⟨

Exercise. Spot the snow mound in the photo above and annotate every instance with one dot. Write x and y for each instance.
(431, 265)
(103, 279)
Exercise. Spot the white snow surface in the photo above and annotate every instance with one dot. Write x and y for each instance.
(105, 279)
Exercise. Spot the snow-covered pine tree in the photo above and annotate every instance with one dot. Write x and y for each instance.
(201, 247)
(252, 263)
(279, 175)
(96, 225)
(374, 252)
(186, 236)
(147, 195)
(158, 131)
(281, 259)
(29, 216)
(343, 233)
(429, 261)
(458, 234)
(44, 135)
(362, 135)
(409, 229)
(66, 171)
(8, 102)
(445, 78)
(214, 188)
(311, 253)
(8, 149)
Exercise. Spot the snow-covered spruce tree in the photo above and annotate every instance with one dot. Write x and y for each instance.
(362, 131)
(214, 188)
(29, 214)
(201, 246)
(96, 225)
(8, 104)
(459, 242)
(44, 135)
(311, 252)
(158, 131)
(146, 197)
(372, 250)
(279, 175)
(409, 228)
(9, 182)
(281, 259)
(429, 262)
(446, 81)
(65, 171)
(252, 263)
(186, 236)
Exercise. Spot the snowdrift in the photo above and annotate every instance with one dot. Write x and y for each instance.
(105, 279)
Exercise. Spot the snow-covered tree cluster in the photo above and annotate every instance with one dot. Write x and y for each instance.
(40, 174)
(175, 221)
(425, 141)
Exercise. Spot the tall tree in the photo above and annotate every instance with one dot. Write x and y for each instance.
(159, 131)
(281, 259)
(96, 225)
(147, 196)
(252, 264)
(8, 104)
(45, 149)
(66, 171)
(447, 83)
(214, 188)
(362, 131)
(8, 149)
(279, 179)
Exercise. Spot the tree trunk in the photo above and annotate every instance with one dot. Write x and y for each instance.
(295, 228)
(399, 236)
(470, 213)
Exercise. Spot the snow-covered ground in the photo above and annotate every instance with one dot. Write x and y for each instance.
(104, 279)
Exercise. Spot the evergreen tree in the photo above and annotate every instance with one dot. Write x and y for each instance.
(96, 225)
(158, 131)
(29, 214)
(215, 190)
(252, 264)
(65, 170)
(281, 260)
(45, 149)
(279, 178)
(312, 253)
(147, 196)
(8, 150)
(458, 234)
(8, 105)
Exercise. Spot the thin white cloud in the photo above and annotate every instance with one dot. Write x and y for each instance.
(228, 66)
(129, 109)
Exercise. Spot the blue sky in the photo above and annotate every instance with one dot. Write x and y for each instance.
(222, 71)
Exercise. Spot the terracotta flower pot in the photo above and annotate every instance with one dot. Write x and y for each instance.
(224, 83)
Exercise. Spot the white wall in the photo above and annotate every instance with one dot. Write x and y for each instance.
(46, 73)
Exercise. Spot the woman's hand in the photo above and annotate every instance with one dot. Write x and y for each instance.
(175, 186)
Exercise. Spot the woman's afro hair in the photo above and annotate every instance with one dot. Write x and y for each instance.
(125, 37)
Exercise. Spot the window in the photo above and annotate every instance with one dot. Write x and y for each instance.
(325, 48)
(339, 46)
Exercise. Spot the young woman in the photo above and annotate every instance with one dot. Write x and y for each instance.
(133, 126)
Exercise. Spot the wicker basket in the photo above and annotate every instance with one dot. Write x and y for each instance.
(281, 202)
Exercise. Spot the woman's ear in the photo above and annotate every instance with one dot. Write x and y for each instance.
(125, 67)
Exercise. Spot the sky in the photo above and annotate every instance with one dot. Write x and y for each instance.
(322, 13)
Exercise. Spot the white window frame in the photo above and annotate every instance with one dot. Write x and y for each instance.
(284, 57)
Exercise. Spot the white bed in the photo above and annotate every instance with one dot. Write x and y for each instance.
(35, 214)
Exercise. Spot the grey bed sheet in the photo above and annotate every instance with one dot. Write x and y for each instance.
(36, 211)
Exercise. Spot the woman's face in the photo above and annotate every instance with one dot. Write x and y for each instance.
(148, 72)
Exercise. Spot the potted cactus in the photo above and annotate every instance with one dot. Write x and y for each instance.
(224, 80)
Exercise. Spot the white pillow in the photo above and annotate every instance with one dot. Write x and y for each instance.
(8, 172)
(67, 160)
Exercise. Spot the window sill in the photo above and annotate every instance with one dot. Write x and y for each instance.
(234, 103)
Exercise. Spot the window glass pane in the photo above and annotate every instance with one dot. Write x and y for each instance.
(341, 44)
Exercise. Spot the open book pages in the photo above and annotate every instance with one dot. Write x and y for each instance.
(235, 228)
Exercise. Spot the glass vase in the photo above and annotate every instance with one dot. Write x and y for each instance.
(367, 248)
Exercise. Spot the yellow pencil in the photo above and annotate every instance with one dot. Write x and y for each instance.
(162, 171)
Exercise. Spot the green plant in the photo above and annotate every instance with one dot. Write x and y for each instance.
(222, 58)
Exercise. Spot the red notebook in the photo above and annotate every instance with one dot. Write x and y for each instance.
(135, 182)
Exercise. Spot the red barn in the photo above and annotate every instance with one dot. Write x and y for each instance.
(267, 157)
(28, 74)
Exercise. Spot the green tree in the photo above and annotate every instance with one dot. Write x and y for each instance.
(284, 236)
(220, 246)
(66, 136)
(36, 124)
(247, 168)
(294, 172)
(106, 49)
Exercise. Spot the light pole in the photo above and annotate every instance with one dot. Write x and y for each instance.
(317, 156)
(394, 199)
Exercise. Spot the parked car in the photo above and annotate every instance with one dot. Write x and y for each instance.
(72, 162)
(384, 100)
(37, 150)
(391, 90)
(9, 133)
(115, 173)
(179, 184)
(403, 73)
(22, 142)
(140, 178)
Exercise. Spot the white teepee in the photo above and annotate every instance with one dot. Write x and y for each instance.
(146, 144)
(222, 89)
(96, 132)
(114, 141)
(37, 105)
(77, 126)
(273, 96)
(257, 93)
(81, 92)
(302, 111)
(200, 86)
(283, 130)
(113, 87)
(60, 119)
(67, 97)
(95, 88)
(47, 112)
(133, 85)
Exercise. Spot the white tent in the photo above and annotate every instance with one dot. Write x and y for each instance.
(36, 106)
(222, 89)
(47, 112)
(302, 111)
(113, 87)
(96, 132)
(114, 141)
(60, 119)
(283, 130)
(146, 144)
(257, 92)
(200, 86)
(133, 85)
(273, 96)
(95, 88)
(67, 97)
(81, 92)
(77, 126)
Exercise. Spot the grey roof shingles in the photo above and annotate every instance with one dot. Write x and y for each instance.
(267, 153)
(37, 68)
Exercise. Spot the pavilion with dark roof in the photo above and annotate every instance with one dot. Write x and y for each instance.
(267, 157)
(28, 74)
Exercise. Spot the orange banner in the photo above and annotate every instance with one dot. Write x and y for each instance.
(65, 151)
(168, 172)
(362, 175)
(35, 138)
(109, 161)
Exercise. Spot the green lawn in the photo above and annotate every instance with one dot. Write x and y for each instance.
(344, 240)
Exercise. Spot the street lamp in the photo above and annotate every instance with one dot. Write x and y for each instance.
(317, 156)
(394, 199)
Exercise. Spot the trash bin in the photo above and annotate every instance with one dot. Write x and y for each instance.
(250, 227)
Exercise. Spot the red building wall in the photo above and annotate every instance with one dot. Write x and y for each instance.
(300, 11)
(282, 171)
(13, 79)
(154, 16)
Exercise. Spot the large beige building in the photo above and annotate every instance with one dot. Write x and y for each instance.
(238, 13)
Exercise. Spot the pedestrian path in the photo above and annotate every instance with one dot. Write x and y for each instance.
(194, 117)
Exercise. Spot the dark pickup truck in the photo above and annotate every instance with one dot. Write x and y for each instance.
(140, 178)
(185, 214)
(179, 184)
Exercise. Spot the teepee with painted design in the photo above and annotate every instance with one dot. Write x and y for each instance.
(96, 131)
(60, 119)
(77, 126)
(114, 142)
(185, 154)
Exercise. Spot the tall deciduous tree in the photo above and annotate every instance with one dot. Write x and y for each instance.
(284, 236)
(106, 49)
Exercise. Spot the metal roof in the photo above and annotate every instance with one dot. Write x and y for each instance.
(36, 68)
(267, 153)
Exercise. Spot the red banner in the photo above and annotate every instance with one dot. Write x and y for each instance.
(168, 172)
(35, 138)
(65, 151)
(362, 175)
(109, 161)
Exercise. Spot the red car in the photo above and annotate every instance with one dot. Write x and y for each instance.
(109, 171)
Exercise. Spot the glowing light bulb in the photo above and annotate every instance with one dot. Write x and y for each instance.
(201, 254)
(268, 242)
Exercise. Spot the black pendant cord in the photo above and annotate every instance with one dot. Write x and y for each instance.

⟩

_Job_.
Print the line containing "Exercise. Spot the street" and every line after it to the end of the records above, exactly as written, and nothing else.

_Task solution_.
Exercise. Spot the street lamp in the photo above and annotate every instance with one dot. Write x and y for each instance.
(317, 156)
(394, 199)
Exercise. Spot the trash bin in the photo above and annotate every instance with one dot. Write x and y for each instance.
(250, 227)
Exercise. Spot the red building wall in the photo above and annotate every instance with one dot. Write x and y for each instance.
(300, 11)
(282, 171)
(13, 79)
(154, 16)
Exercise. Spot the large beige building in the photo above and annotate every instance with one dot. Write x and y for each instance.
(238, 13)
Exercise. Spot the pedestrian path in the photo above and annotate every instance with one dot. Write x and y for each instance.
(194, 117)
Exercise. Spot the dark pickup truck in the photo above and annotate every instance with one dot. Write x and y for each instance.
(140, 178)
(185, 214)
(179, 184)
Exercise. Spot the teepee with painted design in the photo above and annotate every instance with one dot. Write x and y for each instance.
(96, 131)
(60, 119)
(77, 126)
(114, 142)
(185, 154)
Exercise. Spot the tall deciduous tree in the photo above and annotate every instance with one dot. Write x and y for each instance.
(284, 236)
(106, 49)
Exercise. Spot the metal roof in the photo above and annotate every instance with one dot. Write x and y for each instance.
(36, 68)
(267, 153)
Exercise. Spot the red banner in the photo above and annotate every instance with one dot. Write x and y for each instance.
(168, 172)
(35, 138)
(65, 151)
(362, 175)
(109, 161)
Exercise. Spot the red car in the photo above and annotate every instance with one dot. Write x and y for each instance.
(109, 171)
Exercise. Spot the glowing light bulb in the photo above and annotate every instance with one dot. Write x and y for each instance.
(201, 254)
(268, 242)
Exercise. Spot the black pendant cord in the photo above and annotate every instance with one dot. Write x and y for each instance.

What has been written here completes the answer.